> Text shown
──────────

We next tested the effect of the swap of the charges on ATP sensitivity. We considered that if acidic and basic residues were interacting in the WT P2X2R, then this exchange of charges might restore WT-like function. First, we selected only the positions that resulted in significant modifications of the ATP EC₅₀ (Asp⁵⁷, Glu⁵⁹, Glu⁶³, and Arg²⁷⁴). The mutants displaying no ATP response and showing dramatic effects on cell surface expression were also included (Asp²⁵⁹, Asp²⁶¹, and Lys³²⁴). Second, we restricted the number of all possible charge swap combinations by selecting oppositely charged side chains that are separated by less than 10 Å in our rP2X2R model (Table 2). By combining these two criteria, we produced the following double mutants: K53D/D259K, K53D/D261K, D57K/K195D, D57K/K324D, E59K/K195E, E63K/R274E, E63R/R274E, D259K/K324D, and D261K/K324D.

TABLE 2.

──────────

> Required tasks
- a) Please repeat the P2X2R passage from "We next tested" down to "D259K/K324D, and D261K/K324D.".
- b) Answer these from the P2X2R passage:
(i) Which positions were selected because they caused significant modifications of the ATP EC₅₀?
(ii) What distance limit in the rP2X2R model was used to select oppositely charged side chains?
(iii) Which positions were included because their mutants showed no ATP response and dramatic effects on cell surface expression?
The entries after the P2X2R passage have no connection to it.

(Natural-language object grounding data)
──────────

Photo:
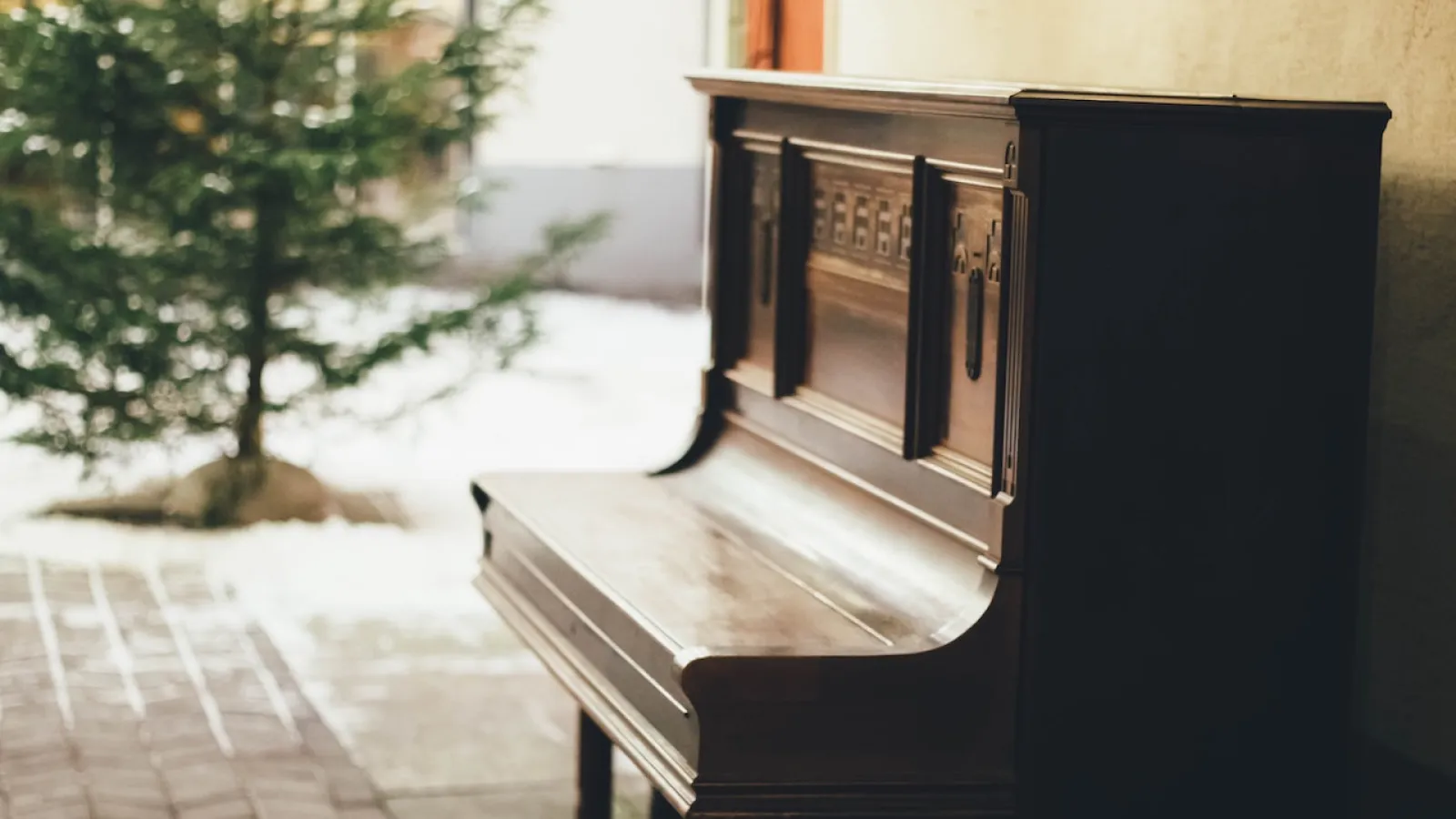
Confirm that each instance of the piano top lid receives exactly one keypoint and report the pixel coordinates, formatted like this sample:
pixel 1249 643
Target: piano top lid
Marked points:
pixel 987 98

──────────

> Solutions per task
- a)
We next tested the effect of the swap of the charges on ATP sensitivity. We considered that if acidic and basic residues were interacting in the WT P2X2R, then this exchange of charges might restore WT-like function. First, we selected only the positions that resulted in significant modifications of the ATP EC₅₀ (Asp⁵⁷, Glu⁵⁹, Glu⁶³, and Arg²⁷⁴). The mutants displaying no ATP response and showing dramatic effects on cell surface expression were also included (Asp²⁵⁹, Asp²⁶¹, and Lys³²⁴). Second, we restricted the number of all possible charge swap combinations by selecting oppositely charged side chains that are separated by less than 10 Å in our rP2X2R model (Table 2). By combining these two criteria, we produced the following double mutants: K53D/D259K, K53D/D261K, D57K/K195D, D57K/K324D, E59K/K195E, E63K/R274E, E63R/R274E, D259K/K324D, and D261K/K324D.

- b)
(i) Asp⁵⁷, Glu⁵⁹, Glu⁶³, and Arg²⁷⁴
(ii) Less than 10 Å
(iii) Asp²⁵⁹, Asp²⁶¹, and Lys³²⁴